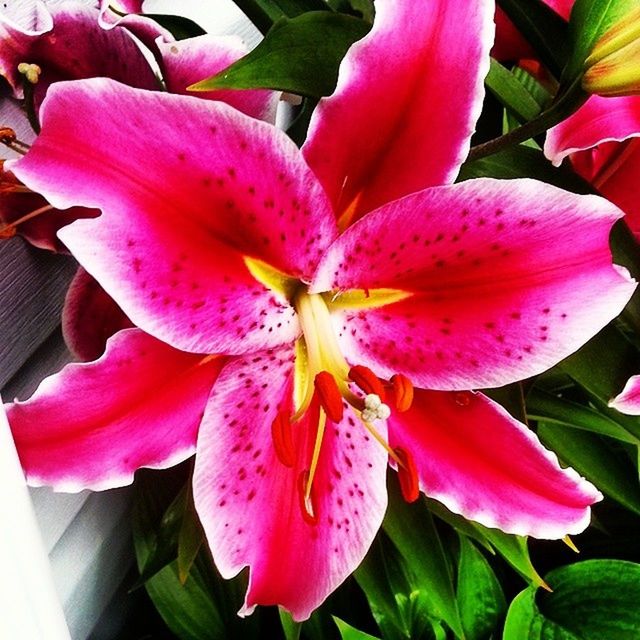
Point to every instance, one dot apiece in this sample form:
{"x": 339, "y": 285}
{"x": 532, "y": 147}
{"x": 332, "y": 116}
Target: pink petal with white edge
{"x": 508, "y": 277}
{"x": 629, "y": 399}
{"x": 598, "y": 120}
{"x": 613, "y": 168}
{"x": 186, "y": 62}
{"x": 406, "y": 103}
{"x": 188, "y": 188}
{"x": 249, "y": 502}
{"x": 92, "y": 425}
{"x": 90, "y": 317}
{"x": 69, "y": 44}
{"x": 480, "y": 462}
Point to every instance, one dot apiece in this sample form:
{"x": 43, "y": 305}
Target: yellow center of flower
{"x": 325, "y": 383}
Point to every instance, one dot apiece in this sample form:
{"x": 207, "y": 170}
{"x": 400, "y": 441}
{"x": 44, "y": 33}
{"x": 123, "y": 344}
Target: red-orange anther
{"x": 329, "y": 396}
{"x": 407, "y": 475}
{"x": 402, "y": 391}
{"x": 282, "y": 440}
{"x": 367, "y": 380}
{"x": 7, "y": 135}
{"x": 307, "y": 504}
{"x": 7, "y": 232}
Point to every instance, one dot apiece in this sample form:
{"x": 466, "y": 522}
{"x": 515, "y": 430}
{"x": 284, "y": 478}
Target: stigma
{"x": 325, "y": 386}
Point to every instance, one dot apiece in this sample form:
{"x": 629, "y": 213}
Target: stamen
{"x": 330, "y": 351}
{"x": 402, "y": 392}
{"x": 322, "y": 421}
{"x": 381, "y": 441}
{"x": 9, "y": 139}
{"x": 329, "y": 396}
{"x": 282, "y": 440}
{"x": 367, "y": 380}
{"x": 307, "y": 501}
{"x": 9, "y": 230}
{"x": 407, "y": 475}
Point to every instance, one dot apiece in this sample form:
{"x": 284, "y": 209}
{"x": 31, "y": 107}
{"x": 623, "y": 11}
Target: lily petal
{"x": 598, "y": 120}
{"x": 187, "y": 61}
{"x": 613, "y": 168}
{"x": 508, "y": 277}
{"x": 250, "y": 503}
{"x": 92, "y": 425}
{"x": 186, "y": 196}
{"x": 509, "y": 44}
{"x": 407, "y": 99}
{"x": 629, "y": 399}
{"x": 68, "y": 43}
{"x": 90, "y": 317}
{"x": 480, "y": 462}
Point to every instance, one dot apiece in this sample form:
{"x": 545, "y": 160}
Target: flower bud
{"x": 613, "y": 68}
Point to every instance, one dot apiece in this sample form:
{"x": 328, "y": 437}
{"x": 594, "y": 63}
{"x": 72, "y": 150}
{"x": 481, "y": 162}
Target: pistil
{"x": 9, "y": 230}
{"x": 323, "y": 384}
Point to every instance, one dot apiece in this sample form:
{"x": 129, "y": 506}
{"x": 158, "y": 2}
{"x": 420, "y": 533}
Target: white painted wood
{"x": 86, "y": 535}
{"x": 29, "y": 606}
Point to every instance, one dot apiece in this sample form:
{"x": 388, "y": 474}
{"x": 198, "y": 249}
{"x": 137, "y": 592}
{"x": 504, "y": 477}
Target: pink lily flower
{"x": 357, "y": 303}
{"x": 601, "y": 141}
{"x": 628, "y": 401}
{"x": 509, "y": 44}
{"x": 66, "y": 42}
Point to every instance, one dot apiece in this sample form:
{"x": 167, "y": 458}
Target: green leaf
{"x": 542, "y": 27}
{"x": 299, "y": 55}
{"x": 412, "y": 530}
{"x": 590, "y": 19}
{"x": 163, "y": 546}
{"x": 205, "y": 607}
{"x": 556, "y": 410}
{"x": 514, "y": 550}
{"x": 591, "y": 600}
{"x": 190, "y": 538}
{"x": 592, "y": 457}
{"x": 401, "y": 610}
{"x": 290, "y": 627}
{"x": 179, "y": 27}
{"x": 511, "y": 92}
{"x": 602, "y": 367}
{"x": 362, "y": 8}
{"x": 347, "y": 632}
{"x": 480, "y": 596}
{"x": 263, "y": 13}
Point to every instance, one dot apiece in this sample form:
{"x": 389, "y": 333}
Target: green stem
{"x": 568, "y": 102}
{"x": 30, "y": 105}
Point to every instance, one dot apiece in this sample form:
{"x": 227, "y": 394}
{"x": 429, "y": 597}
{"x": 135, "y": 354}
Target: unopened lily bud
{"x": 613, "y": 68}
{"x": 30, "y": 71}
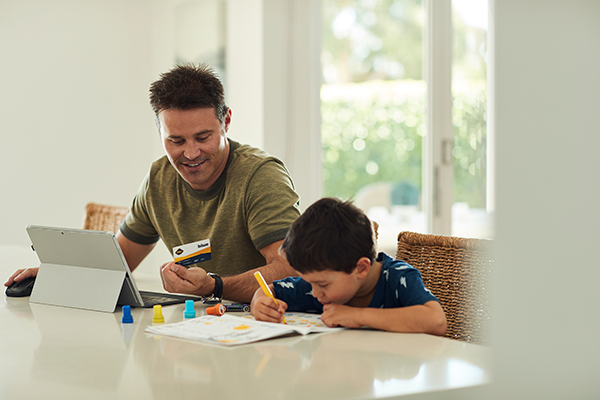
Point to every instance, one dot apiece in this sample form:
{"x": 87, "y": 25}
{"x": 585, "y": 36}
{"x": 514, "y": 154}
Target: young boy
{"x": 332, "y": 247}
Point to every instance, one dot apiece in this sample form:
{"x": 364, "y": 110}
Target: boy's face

+-------+

*Task directions*. Transcribe the full listing above exactly as it stands, minus the pictures.

*Written solution*.
Point to every instance, one dot apiece in this sample form:
{"x": 339, "y": 285}
{"x": 532, "y": 147}
{"x": 332, "y": 116}
Target: pink petal with white edge
{"x": 508, "y": 277}
{"x": 629, "y": 399}
{"x": 598, "y": 120}
{"x": 613, "y": 168}
{"x": 186, "y": 62}
{"x": 406, "y": 103}
{"x": 188, "y": 188}
{"x": 249, "y": 502}
{"x": 92, "y": 425}
{"x": 90, "y": 317}
{"x": 69, "y": 44}
{"x": 480, "y": 462}
Point to every instance, one dot apiece in this sample form:
{"x": 43, "y": 305}
Target: yellow center of flower
{"x": 325, "y": 383}
Point to every instance, one dot apiece in this sample form:
{"x": 207, "y": 170}
{"x": 400, "y": 441}
{"x": 44, "y": 33}
{"x": 123, "y": 344}
Target: red-orange anther
{"x": 329, "y": 396}
{"x": 407, "y": 475}
{"x": 402, "y": 391}
{"x": 282, "y": 440}
{"x": 367, "y": 380}
{"x": 7, "y": 135}
{"x": 307, "y": 504}
{"x": 7, "y": 232}
Point to every instance, one dot apiece in this sample form:
{"x": 466, "y": 522}
{"x": 515, "y": 430}
{"x": 284, "y": 478}
Target: stigma
{"x": 325, "y": 386}
Point to every instance, one dot apiece in this sample form:
{"x": 629, "y": 213}
Target: stamen
{"x": 330, "y": 351}
{"x": 402, "y": 392}
{"x": 322, "y": 421}
{"x": 381, "y": 441}
{"x": 9, "y": 139}
{"x": 329, "y": 396}
{"x": 282, "y": 440}
{"x": 367, "y": 380}
{"x": 307, "y": 501}
{"x": 9, "y": 230}
{"x": 407, "y": 475}
Point to every instance, one dot apiece in this sample form:
{"x": 284, "y": 209}
{"x": 31, "y": 107}
{"x": 623, "y": 11}
Target: lily petal
{"x": 598, "y": 120}
{"x": 187, "y": 61}
{"x": 613, "y": 168}
{"x": 508, "y": 277}
{"x": 250, "y": 503}
{"x": 92, "y": 425}
{"x": 186, "y": 196}
{"x": 509, "y": 44}
{"x": 407, "y": 99}
{"x": 629, "y": 399}
{"x": 68, "y": 43}
{"x": 90, "y": 317}
{"x": 480, "y": 462}
Point to every instance, one dot apiece in this sample form:
{"x": 545, "y": 160}
Target: flower bud
{"x": 613, "y": 68}
Point to every instance, one dot apiece in this sample form:
{"x": 328, "y": 437}
{"x": 594, "y": 63}
{"x": 72, "y": 150}
{"x": 481, "y": 162}
Target: pistil
{"x": 9, "y": 230}
{"x": 323, "y": 384}
Point to every instance, one dot apiece in this sample form:
{"x": 129, "y": 506}
{"x": 158, "y": 2}
{"x": 420, "y": 533}
Target: white painted wood
{"x": 86, "y": 535}
{"x": 29, "y": 606}
Point to every instance, one dot apiece in this sample form:
{"x": 388, "y": 474}
{"x": 198, "y": 249}
{"x": 137, "y": 592}
{"x": 504, "y": 477}
Target: pink lily flower
{"x": 357, "y": 303}
{"x": 601, "y": 141}
{"x": 628, "y": 401}
{"x": 509, "y": 44}
{"x": 66, "y": 42}
Point to every instance, one dot apiece in this sample form:
{"x": 167, "y": 458}
Target: green leaf
{"x": 542, "y": 27}
{"x": 299, "y": 55}
{"x": 412, "y": 530}
{"x": 590, "y": 19}
{"x": 163, "y": 546}
{"x": 205, "y": 607}
{"x": 556, "y": 410}
{"x": 514, "y": 550}
{"x": 591, "y": 600}
{"x": 190, "y": 538}
{"x": 592, "y": 457}
{"x": 401, "y": 610}
{"x": 290, "y": 627}
{"x": 179, "y": 27}
{"x": 511, "y": 92}
{"x": 602, "y": 367}
{"x": 362, "y": 8}
{"x": 347, "y": 632}
{"x": 480, "y": 596}
{"x": 263, "y": 13}
Point to every instance, one dot apiece in this sample form:
{"x": 389, "y": 333}
Target: green stem
{"x": 568, "y": 102}
{"x": 30, "y": 105}
Point to every instance, one dot apiece in this sample form:
{"x": 227, "y": 394}
{"x": 429, "y": 597}
{"x": 135, "y": 354}
Target: unopened lily bud
{"x": 613, "y": 68}
{"x": 30, "y": 71}
Point to every instance, one dot apiece in this sample form:
{"x": 87, "y": 25}
{"x": 585, "y": 36}
{"x": 514, "y": 154}
Target: young boy
{"x": 332, "y": 247}
Point to every instance, one dot apiece in this sample form:
{"x": 364, "y": 110}
Target: boy's face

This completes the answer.